§ Aim
Copy out the records verbatim, from the line containing "Where can the thick" through the line containing "pixel 194 239", with both of those lines included.

§ Data shown
####################
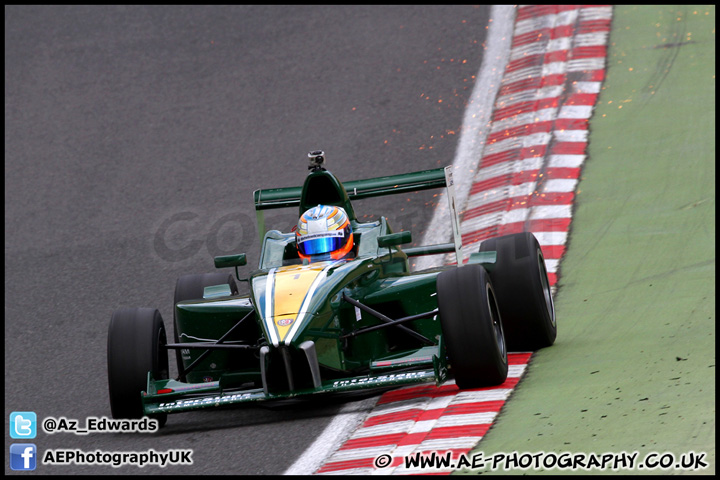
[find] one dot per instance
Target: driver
####################
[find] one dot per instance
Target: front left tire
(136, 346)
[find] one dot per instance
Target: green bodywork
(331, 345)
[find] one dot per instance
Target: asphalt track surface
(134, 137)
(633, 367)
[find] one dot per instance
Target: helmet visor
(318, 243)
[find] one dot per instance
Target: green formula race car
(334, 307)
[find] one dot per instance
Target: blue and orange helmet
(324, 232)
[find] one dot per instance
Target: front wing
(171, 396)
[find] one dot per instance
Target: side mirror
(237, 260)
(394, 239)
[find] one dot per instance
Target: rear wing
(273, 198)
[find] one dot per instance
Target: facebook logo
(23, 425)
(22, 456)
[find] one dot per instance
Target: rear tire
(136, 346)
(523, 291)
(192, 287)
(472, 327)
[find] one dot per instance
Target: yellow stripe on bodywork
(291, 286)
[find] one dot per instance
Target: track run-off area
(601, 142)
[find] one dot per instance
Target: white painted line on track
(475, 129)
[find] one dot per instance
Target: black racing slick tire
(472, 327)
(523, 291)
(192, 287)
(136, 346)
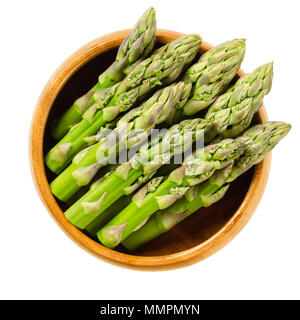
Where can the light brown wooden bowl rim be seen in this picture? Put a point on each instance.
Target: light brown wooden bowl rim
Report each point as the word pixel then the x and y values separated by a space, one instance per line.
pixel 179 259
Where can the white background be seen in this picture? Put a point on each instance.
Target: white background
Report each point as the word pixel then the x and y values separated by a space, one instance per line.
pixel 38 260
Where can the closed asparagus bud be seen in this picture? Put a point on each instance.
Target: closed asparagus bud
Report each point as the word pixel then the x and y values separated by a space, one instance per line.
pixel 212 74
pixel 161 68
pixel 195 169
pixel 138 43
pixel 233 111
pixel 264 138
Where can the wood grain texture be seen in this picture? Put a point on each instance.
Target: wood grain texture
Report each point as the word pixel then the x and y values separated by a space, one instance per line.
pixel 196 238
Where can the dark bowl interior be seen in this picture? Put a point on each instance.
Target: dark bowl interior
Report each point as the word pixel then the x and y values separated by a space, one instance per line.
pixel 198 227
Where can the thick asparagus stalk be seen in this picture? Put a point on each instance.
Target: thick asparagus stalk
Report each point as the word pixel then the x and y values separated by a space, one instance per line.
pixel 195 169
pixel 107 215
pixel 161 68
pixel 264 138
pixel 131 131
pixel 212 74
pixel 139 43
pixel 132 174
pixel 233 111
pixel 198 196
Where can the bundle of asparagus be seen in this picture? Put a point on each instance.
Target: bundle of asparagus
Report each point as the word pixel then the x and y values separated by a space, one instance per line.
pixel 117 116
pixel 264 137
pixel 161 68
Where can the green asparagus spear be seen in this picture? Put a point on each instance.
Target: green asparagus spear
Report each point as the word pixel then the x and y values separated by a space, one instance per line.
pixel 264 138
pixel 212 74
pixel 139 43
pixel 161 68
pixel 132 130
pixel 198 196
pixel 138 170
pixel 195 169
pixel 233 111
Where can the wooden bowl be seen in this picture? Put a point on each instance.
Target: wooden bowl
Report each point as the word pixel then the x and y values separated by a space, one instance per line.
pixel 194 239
####################
§ Final result
Where can the thick asparagus stalk be seen in this picture? Put a point on each instance.
Target: thick asparagus stalk
Report each point as the word pixel then the x and y values separated by a space, one instance per line.
pixel 195 169
pixel 107 215
pixel 161 68
pixel 264 138
pixel 131 131
pixel 212 74
pixel 139 43
pixel 132 174
pixel 233 111
pixel 198 196
Where can the bundle of asparagus be seen in this picture? Put a point on each instance.
Target: bundle of asparagus
Report each point as the word pixel then the x and y values separated by a space, one instance per line.
pixel 117 116
pixel 264 137
pixel 161 68
Where can the green asparagus spear be seen in this picture? Put a point on each instance.
Target: green asparagus spear
Report each point as the word pixel then the x and y values separated by a space, one instance per line.
pixel 264 138
pixel 212 74
pixel 139 43
pixel 161 68
pixel 132 130
pixel 198 196
pixel 138 170
pixel 195 169
pixel 233 111
Where can the wooden bowl be seen in this picture? Put a point on each instance.
Target: wooden bowl
Report each point as the word pixel then the x and y values separated by a space, one instance per line.
pixel 194 239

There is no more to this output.